Automate Customer Success Management

Eight Things the Customer Success Team Should Do in a Recession – Part 5

Overview

There were a lot of great points made in my recent interview with Nick Mehta, CEO of Gainsight, but there was one aspect of the interview in particular that I think was particularly important. This was the part of our conversation when we discussed the role of the Customer Success Management team during a recession, or during any period of uncertainty where businesses are tightening up budgets and only performing essential activities due to fear of an impending recession, which I think is a good description for the situation we find ourselves in right now.

This article is partially based upon my recent discussion with Nick Mehta, and describes eight practical steps that almost any Customer Success Management team should be able to take when faced with a recession or period of uncertainty. In fact, to be exactly accurate we will discuss seven things to do and one thing to avoid doing. The original interview that inspired this article was recorded and the recording is available from our website here and from our YouTube channel here.

The eight practical steps we will be covering in this article are:

  1. Proactively Offer Your Help
  2. Address Your Client’s Current Priorities
  3. Measure and Prove the Value
  4. Use Process to Create Efficiency
  5. Automate Customer Success Management
  6. Leverage the Power of Client Communities
  7. Make Your Product an Essential Need
  8. Do Not Become the Concierge

Automate Customer Success Management

There are several advantages to automation – or what Nick Mehta tends to refer to as “digitalization” if you are following along in the recent interview between he and I that was the inspiration for this article or short series.

Perhaps the first and most commonly cited reason is for economic reasons. For some businesses, it may be possible, but for the majority of companies, it can be difficult to provide a fully staffed Customer Success Management service that reaches all customer segments without being cost-prohibitive. It all hinges on the relative value of your customers’ investments with you. If the profit from an average sale is $1,000 per annum, it might be hard to provide a fully staffed Customer Success Management service that for the sake of argument costs the company $2,000 per annum to provide. We’d actually be losing on the deal and of course, if we carried on like that for long we’d soon go out of business!

So if the fully-staffed version of Customer Success Management simply will not stack up from the financial perspective, what can we do? Well of course we can look to alternatives, including automated CS services (i.e. digital CS services).

As we have seen, the first and often the foremost reason for going down the CS automation route is costs. However, this is not the only potential advantage to be gotten from the automation of at least some parts of your Customer Success Management operations. The next advantage I’d like to discuss with you is the ability for our customers’ stakeholders to manage their own Customer Success Management process. This concept of self-management can be very empowering for some types of customers, especially the more mature ones (i.e. those clients who already know what they are doing to a greater extent).

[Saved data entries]
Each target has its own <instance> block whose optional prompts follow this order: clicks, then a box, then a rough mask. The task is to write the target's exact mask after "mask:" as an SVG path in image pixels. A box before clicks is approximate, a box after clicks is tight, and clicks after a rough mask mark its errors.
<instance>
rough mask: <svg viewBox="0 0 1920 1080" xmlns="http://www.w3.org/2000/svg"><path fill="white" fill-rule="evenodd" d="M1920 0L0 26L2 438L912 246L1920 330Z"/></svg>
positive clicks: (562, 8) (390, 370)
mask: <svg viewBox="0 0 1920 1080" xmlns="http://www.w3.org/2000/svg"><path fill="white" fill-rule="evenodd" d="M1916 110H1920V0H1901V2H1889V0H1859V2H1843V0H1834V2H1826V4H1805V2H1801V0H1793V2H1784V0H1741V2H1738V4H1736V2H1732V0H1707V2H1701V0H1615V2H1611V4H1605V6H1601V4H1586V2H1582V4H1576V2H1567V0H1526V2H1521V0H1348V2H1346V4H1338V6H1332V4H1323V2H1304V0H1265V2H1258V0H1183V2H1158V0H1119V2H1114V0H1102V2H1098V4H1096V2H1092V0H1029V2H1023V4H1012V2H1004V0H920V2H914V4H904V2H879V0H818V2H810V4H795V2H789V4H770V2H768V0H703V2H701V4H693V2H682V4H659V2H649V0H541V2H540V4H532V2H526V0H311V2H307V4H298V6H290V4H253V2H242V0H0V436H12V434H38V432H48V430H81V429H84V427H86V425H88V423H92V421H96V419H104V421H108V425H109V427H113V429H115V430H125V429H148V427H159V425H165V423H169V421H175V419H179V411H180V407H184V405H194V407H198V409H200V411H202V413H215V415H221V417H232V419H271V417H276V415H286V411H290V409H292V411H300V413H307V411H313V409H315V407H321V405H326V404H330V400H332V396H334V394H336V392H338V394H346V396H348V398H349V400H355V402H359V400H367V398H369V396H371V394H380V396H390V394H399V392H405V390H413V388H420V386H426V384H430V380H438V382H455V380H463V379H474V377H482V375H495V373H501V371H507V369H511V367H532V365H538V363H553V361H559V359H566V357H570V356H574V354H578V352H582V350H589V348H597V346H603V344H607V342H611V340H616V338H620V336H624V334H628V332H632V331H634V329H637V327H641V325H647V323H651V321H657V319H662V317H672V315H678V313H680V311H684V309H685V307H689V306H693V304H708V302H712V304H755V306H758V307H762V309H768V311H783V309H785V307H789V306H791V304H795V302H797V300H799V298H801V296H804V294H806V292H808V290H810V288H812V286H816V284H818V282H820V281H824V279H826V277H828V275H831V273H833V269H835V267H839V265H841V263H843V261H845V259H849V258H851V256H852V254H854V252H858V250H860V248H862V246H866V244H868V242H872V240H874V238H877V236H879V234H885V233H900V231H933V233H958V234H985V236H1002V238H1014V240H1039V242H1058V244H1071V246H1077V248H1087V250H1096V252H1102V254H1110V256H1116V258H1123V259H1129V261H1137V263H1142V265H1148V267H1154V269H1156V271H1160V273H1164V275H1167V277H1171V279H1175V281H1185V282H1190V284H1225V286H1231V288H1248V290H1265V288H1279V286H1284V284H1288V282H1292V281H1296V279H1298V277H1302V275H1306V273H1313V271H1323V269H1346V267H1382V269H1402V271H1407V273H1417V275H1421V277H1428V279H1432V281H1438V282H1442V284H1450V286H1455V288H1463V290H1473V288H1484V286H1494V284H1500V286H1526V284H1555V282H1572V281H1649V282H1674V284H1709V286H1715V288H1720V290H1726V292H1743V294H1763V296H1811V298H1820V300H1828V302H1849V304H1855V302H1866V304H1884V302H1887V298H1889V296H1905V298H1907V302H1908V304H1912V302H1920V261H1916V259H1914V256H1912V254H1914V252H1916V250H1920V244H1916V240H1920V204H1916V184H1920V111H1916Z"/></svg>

• **What to do**
[A] Can you rewrite everything from "There were a" down to "in right now." in the article on customer success during a recession, replacing "uncertainty" with "instability"?
[B] How would the article on customer success during a recession go on from its last sentence? Write the next part.

• **Answers to the exercises**
[A]
There were a lot of great points made in my recent interview with Nick Mehta, CEO of Gainsight, but there was one aspect of the interview in particular that I think was particularly important. This was the part of our conversation when we discussed the role of the Customer Success Management team during a recession, or during any period of instability where businesses are tightening up budgets and only performing essential activities due to fear of an impending recession, which I think is a good description for the situation we find ourselves in right now.

[B]
Whilst not all of our clients are going to fall into this category of “mature users”, it is entirely possible that many clients will do so. This will vary from company to company depending upon what you sell and to whom you sell it. You will therefore need to conduct some research if you are unsure as to which of your customers this category might apply to. Once you have researched them, you effectively have the ability to segment your customer success management services using this as well as other segmentation methods.

So for the mature client, it can come as a refreshing and pleasant surprise when they are provided with a largely automated Customer Success Management service from their supplier. Instead of waiting for services to be offered to them, the “self-service” client can go right ahead and get started as soon as they wish, or delay for as long as they wish until they are good and ready. If they want to utilize Customer Success tools and guidance at 2 a.m. on a Sunday morning then they are perfectly able to do so. No waiting to get hold of a CSM, no scheduling meetings around busy diaries. Nice!

Additionally, they do not need to share what they are doing with their supplier. Perhaps they would rather not discuss certain data or information that a CSM might reasonably think they need to know in order to provide the right guidance. Maybe some of the information is sensitive or even confidential, and there may even be regulations around it for some types of customer organization. Companies in the pharmaceutical and banking industries spring to mind here as classic examples of organizations that do not like to share data and would rather keep the majority at least of their suppliers at arm’s length away from their initiatives. These types of companies might welcome access to an online calculator tool or automated step-by-step online wizard much more than a conversation with a CSM.

The final benefit I want to feature is the benefit of “consistent quality”. Human beings (however well trained and however well qualified) are prone to errors and sometimes when pressed for time they might take shortcuts. Automated services do not tend to display these faults, and are quite contented to provide exactly the same standard of service every time. Of course, to an extent this works both ways, meaning that you had better make sure that the service it delivers is actually a high-quality service in the first place, because otherwise instead of frustrating just one customer you will be frustrating all customers who utilize your automated service. But assuming you get the automation right, this third benefit of consistent quality can be very powerful.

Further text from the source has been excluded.